BEGIN Study text

Sano Genetics raises £500,000 to make personalised medicine a reality

We are thrilled to back Patrick, Charlotte and Will, co-founders of Cambridge-based Sano Genetics, as they close £500,000 seed funding for their innovative research platform that is set to transform drug discovery and accelerate the growth of personalised medicine. The company will enable large-scale genetic and medical research without sacrificing data privacy – putting individuals in control of their own information.

The Sano platform is powering research into many common disorders such as eczema, diabetes and depression, as well as rare diseases like muscular dystrophy. Its people-centric approach has attracted more than 1,500 participants in its first year – who have contributed tens of thousands of pieces of data.

Partner, Tom Wilson, comments: “We firmly believe the future of medicine will be more personalised – and the platform Sano is building will provide researchers with the data they need to enable this future. The fact that Sano’s platform can achieve this whilst also allowing patients to be in the driving seat and preserve their data privacy makes it even more compelling. As a founding team, Patrick, Charlotte and Will have perfect complementary skill sets to make their vision for Sano a reality and we’re delighted to be partnering with them as part of this funding round.”

Formerly known as Heterogeneous, the company is aiming to enrol more than 10,000 people and support half a dozen new research projects by the end of this year. “We want to build the platform that will make personalised medicine a reality,” said Patrick Short, CEO of Sano Genetics.

Unlike traditional genetic data sharing companies, Sano has created what it describes as a ‘transparent’ platform which allows individuals to opt in or out of different studies and share as much or as little information as they wish. “We are passionate about the potential for personalised medicine based on genetic and health data,” said Patrick. “But we are uncomfortable with all the uncertainty around privacy policies and data ownership from the big direct-to-consumer sequencing companies.

END Study text

= Activity =
Copy out the entire announcement of Sano Genetics' £500,000 seed funding word for word.

BEGIN Data to examine

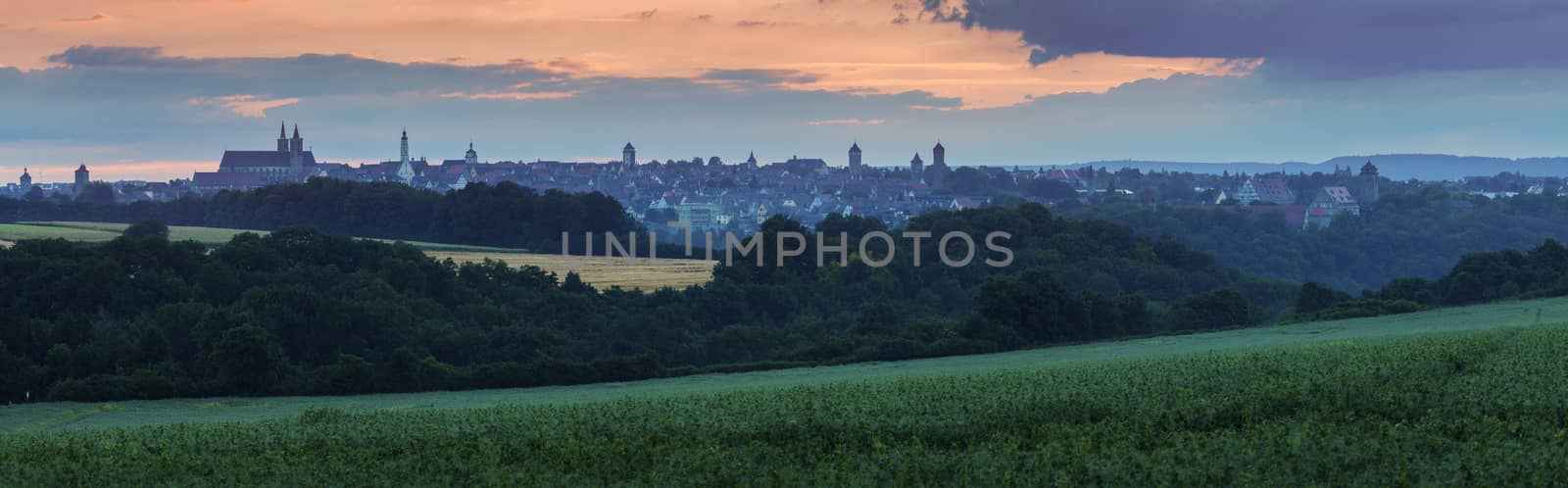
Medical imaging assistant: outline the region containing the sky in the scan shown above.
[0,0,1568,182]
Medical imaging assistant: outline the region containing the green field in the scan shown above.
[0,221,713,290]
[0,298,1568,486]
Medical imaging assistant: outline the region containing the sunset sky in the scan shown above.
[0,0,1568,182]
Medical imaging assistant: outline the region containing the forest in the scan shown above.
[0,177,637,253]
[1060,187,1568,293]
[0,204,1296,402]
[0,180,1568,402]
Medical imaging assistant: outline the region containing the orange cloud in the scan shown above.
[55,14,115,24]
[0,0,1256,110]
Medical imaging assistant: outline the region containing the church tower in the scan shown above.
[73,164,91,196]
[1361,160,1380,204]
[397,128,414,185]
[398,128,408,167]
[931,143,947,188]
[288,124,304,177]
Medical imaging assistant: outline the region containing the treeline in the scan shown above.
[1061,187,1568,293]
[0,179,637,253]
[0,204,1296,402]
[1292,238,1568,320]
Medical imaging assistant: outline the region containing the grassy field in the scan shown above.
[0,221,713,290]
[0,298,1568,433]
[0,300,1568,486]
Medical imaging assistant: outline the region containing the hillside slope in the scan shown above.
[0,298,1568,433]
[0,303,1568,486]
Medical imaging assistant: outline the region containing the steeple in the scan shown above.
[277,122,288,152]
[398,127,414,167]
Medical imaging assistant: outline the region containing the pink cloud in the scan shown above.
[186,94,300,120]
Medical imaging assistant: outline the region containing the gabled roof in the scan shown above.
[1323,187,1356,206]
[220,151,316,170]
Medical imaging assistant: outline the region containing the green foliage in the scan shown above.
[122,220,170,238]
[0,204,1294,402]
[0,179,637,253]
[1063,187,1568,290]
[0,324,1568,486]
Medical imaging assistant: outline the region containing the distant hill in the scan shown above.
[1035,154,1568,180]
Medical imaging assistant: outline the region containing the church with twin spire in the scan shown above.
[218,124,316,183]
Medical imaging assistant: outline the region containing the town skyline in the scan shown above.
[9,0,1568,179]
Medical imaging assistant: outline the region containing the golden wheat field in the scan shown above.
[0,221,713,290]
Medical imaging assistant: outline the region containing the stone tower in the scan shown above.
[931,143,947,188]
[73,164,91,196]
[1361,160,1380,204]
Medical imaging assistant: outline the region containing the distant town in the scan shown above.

END Data to examine

= Written response =
Sano Genetics raises £500,000 to make personalised medicine a reality

We are thrilled to back Patrick, Charlotte and Will, co-founders of Cambridge-based Sano Genetics, as they close £500,000 seed funding for their innovative research platform that is set to transform drug discovery and accelerate the growth of personalised medicine. The company will enable large-scale genetic and medical research without sacrificing data privacy – putting individuals in control of their own information.

The Sano platform is powering research into many common disorders such as eczema, diabetes and depression, as well as rare diseases like muscular dystrophy. Its people-centric approach has attracted more than 1,500 participants in its first year – who have contributed tens of thousands of pieces of data.

Partner, Tom Wilson, comments: “We firmly believe the future of medicine will be more personalised – and the platform Sano is building will provide researchers with the data they need to enable this future. The fact that Sano’s platform can achieve this whilst also allowing patients to be in the driving seat and preserve their data privacy makes it even more compelling. As a founding team, Patrick, Charlotte and Will have perfect complementary skill sets to make their vision for Sano a reality and we’re delighted to be partnering with them as part of this funding round.”

Formerly known as Heterogeneous, the company is aiming to enrol more than 10,000 people and support half a dozen new research projects by the end of this year. “We want to build the platform that will make personalised medicine a reality,” said Patrick Short, CEO of Sano Genetics.

Unlike traditional genetic data sharing companies, Sano has created what it describes as a ‘transparent’ platform which allows individuals to opt in or out of different studies and share as much or as little information as they wish. “We are passionate about the potential for personalised medicine based on genetic and health data,” said Patrick. “But we are uncomfortable with all the uncertainty around privacy policies and data ownership from the big direct-to-consumer sequencing companies.